- _TO-DO LIST_
a) Summarize the memory card article in two sentences.
b) Please recast the listing, from its start through the line containing "[[[22,121],[22,104],[13,104],[8,106],[8,122],[18,123]]]", as a JSON list of strings with one string per line, leaving out blank lines.

- _EXTRACT TO READ_
= = = =
Memory. Where to begin.

Sometimes, the variety of memory types, each with their different names and speeds and acronyms can seem a little daunting but knowing just the basics can help you give your customers the ability to buy with confidence and keep on returning to your store for all their memory requirements. 

Most cards and USB’s these days utilise what is referred to as Flash Memory. This means the data is not lost when the card is disconnected from a power supply, unlike RAM (random access memory) which is lost once power is lost.


It is essential to make sure the Memory Card you are selling to a customer is compatible with the specific device they want to use it in. This sounds simple but if it is to be used across a variety of devices such as Cameras, Tablets, Phones and PC’s for example, not all devices may accept the same type of Memory Card. We recommend you have that conversation with your customer prior to a sale.

It may give you the opportunity to make an up-sell if the devices have different capabilities.

Speed and Capacity

After compatibility, these are the two most relevant pieces of information any purchase of a Memory Card will be based on.

Capacity is a fairly simple concept. The larger the capacity, the more you can store. That does obviously depend on the type of images you are taking though. High definition photographs or video capture will use up your memory space much quicker than standard images.

Speed, however, is definitely relevant to the type of images you are capturing. High speed photography such as sports or action requires a higher speed memory card so you can write to it quickly and take your next shot. The same applies to video footage, particularly on devices such as Go Pros (other mounted video capture devices are available). A slow speed memory card can cause slower frame rates and juddering playback which totally negates the action you’re trying to capture.

Device Types

Compact Flash Memory Cards

Whilst Compact Flash Cards belie their name in terms of physical size, being one of the larger memory card options you can go for, CF cards are still popular, particularly amongst users of older DSLR cameras for their durability and physical robustness as well as their speed of data transfer. CF Cards also come in two types, Type I and Type II so it’s important to check the individual camera the memory card is going to be used in.

Whilst Compact Flash Cards are robust in terms of external physicality, internally they can be susceptible to damage if the card gets wet or exposed to extreme temperatures. This is why they are being overtaken in terms of popularity by SD Cards.

The durability and low failure rate of Compact Flash Memory Cards means they are still popular with many people, especially people who shoot in RAW format. In addition, the CF card formats have not changed unlike SD Cards. Any type of Compact Flash Card will work in any Compact Flash slot whereas SD cards have some backwards compatibility issues.

SD Memory Cards – SD, SDHC and SDXC

Secure Digital Cards, or SD Cards as they are most commonly referred to, are much smaller than Compact Flash Cards and originally became popular in smaller electronic devices but have now become the most popular type of memory card used in compact digital cameras and DSLR’s.
= = = =
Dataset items
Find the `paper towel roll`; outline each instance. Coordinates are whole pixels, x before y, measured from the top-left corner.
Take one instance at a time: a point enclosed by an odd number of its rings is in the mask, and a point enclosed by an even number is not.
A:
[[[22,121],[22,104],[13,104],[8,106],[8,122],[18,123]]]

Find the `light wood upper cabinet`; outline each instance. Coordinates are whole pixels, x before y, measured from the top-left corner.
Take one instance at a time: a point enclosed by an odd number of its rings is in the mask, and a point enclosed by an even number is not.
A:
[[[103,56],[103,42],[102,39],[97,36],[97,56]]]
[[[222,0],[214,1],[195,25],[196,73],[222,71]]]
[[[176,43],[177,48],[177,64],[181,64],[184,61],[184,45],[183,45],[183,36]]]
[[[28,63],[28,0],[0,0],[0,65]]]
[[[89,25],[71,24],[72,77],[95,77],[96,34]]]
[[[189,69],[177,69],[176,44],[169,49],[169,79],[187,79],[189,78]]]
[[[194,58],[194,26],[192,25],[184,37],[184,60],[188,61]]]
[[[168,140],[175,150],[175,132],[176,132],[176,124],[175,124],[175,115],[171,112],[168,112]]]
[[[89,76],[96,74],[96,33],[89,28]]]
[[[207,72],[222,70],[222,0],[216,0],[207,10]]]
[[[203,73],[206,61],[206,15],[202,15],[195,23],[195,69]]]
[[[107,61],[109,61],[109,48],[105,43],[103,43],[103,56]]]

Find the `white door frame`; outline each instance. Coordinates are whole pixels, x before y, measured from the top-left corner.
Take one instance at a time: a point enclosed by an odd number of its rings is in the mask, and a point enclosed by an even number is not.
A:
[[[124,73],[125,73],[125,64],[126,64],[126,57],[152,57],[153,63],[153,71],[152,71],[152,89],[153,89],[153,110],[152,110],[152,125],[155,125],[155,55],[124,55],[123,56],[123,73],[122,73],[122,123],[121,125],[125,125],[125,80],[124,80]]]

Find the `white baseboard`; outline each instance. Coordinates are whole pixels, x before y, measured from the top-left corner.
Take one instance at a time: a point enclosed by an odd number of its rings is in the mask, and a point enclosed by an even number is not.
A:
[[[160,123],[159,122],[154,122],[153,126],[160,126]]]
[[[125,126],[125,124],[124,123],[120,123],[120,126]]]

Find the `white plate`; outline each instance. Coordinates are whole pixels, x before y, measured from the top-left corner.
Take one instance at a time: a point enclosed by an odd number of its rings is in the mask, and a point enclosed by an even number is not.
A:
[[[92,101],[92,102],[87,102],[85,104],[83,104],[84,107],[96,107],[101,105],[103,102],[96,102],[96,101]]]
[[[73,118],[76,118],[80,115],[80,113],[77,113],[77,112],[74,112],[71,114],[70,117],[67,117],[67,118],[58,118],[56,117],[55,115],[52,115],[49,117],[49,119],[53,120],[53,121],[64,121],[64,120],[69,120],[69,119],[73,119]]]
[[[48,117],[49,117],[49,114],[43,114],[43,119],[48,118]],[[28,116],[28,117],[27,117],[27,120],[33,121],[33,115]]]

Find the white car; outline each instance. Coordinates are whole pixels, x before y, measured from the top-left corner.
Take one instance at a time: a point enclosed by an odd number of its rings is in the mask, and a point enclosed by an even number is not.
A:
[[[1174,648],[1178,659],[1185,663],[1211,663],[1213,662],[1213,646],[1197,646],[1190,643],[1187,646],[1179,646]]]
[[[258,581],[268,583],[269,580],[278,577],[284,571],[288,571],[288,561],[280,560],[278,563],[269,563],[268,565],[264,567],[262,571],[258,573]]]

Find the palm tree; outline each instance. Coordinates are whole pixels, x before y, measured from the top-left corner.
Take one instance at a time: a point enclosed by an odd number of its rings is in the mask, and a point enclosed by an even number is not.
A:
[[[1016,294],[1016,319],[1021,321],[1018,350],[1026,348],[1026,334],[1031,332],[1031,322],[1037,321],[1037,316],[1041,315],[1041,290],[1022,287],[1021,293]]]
= = = =
- _RESPONSES_
a) Most memory cards and USBs use flash memory, which keeps data without power; sellers should check that a card is compatible with the customer's devices, and then speed and capacity matter most, with faster cards needed for action shots and video. Compact Flash cards stay popular for their durability and unchanged format, but smaller SD cards are overtaking them and have become the most popular type in compact digital cameras and DSLRs.

b)
[
  "Find the `paper towel roll`; outline each instance. Coordinates are whole pixels, x before y, measured from the top-left corner.",
  "Take one instance at a time: a point enclosed by an odd number of its rings is in the mask, and a point enclosed by an even number is not.",
  "A:",
  "[[[22,121],[22,104],[13,104],[8,106],[8,122],[18,123]]]"
]